[start]

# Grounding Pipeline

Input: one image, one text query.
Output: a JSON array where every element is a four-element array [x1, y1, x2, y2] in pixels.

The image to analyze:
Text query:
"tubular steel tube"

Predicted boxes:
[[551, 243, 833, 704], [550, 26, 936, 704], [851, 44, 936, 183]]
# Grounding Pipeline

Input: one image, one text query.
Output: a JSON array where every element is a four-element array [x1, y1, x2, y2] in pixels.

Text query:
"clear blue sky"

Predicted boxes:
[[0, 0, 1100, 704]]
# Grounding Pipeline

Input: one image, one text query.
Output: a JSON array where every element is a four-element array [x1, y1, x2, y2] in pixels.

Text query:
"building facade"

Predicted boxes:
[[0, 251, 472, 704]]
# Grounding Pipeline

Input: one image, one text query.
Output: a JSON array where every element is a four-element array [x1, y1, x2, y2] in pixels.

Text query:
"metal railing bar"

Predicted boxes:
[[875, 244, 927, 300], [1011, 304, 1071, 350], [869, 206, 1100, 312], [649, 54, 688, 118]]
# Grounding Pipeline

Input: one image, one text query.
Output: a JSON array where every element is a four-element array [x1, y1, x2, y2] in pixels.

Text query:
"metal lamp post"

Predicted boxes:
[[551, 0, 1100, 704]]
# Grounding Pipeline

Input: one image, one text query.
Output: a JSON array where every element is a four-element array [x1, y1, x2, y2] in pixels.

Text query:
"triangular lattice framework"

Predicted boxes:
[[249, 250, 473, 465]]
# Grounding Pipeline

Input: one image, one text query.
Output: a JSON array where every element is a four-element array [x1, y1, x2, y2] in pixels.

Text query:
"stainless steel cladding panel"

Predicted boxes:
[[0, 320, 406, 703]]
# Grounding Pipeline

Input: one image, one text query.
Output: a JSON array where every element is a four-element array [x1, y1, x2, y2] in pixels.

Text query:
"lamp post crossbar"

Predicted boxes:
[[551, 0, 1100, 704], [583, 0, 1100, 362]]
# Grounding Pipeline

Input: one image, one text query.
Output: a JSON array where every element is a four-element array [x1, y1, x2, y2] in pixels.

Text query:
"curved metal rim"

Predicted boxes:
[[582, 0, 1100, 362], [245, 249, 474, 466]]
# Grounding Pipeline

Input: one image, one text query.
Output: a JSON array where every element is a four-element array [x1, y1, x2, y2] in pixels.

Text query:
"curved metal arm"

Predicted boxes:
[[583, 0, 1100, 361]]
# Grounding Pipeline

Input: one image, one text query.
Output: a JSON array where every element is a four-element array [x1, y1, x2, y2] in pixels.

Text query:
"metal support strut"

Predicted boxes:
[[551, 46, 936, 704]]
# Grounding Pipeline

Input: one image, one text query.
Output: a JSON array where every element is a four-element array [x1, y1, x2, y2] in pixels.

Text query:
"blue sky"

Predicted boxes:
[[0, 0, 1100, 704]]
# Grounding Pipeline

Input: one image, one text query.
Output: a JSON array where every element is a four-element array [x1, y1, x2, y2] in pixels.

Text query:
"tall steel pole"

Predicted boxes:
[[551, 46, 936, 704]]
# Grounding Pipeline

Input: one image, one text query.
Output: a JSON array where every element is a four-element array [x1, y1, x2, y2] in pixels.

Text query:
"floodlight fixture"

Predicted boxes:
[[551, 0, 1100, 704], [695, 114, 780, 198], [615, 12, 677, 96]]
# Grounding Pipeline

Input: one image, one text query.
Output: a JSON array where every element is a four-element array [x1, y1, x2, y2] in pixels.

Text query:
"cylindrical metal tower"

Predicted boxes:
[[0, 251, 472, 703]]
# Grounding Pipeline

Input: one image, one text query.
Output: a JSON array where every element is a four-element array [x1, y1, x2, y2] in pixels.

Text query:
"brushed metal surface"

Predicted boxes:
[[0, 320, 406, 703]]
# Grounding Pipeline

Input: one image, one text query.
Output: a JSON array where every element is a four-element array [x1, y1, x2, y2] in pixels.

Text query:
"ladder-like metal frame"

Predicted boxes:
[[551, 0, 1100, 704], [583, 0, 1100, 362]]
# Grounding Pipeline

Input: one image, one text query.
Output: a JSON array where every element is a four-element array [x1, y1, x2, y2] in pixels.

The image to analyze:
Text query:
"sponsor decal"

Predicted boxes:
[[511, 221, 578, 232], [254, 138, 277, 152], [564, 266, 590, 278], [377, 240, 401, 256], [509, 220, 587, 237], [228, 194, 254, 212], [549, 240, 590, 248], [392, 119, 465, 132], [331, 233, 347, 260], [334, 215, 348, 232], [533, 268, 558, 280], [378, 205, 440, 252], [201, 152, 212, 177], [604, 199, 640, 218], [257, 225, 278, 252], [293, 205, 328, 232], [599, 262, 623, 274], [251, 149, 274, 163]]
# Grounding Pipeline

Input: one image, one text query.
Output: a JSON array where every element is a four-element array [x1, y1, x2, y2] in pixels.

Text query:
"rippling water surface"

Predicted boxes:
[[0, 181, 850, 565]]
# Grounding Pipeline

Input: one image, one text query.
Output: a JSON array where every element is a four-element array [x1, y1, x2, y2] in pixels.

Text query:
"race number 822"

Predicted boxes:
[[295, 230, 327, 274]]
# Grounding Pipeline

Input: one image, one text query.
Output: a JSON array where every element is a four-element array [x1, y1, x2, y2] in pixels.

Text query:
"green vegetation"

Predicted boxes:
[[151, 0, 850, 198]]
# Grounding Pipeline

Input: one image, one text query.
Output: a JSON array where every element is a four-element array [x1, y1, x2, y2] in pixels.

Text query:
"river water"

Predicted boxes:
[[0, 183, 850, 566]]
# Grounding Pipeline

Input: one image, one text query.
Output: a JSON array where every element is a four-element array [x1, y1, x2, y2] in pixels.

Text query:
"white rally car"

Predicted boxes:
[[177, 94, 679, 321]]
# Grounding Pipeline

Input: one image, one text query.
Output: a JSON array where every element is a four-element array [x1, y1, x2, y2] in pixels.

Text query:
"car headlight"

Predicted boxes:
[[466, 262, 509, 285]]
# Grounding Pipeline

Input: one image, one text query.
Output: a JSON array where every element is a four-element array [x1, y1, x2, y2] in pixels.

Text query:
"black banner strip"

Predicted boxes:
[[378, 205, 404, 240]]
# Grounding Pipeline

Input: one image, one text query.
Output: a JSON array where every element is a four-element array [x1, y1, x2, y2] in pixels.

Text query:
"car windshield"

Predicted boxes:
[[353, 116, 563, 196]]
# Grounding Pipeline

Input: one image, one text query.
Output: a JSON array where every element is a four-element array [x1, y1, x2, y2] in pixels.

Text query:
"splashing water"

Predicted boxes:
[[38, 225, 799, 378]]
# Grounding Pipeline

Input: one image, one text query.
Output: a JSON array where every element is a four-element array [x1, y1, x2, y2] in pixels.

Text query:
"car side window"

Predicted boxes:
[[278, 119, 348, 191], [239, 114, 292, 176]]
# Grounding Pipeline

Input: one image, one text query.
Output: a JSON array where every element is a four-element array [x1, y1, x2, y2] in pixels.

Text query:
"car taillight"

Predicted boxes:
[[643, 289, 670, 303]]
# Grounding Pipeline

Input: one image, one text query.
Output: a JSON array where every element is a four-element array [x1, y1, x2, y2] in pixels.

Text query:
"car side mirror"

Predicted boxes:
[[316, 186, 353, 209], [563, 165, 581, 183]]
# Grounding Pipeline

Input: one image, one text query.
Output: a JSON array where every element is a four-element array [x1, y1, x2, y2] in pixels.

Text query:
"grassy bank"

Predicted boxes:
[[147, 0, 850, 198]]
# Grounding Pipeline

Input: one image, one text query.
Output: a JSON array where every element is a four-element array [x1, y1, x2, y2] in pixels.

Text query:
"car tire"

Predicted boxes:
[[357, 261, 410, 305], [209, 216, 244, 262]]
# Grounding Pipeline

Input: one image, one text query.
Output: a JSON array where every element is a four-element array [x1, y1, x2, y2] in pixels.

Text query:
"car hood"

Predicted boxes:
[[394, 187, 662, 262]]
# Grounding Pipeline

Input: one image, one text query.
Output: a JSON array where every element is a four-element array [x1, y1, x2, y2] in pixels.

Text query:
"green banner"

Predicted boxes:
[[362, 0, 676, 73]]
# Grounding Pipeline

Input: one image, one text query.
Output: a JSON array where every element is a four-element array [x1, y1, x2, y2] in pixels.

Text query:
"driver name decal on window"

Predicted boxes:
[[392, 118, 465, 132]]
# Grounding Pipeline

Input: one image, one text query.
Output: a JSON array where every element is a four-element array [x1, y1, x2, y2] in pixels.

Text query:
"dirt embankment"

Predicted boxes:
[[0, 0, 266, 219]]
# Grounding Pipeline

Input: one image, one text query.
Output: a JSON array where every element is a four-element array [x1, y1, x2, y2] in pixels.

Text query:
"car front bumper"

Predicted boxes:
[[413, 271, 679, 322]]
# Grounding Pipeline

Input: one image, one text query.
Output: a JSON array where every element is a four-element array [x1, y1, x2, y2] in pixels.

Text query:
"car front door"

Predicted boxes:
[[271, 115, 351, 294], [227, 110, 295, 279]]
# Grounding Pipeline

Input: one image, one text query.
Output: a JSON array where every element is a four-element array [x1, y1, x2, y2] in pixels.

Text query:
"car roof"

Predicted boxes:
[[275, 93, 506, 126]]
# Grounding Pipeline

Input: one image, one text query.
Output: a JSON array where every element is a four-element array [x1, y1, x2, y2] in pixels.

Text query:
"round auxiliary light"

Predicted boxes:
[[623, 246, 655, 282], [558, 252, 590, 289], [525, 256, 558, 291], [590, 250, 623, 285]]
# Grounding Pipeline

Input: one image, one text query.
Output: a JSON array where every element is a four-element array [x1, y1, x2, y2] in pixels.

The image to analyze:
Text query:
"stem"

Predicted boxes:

[end]

◆ **Set problem**
Find every line in the records above that contains the word "water" and copy each of those lines.

◆ **Exercise solution**
"rippling water surface"
"river water"
"splashing water"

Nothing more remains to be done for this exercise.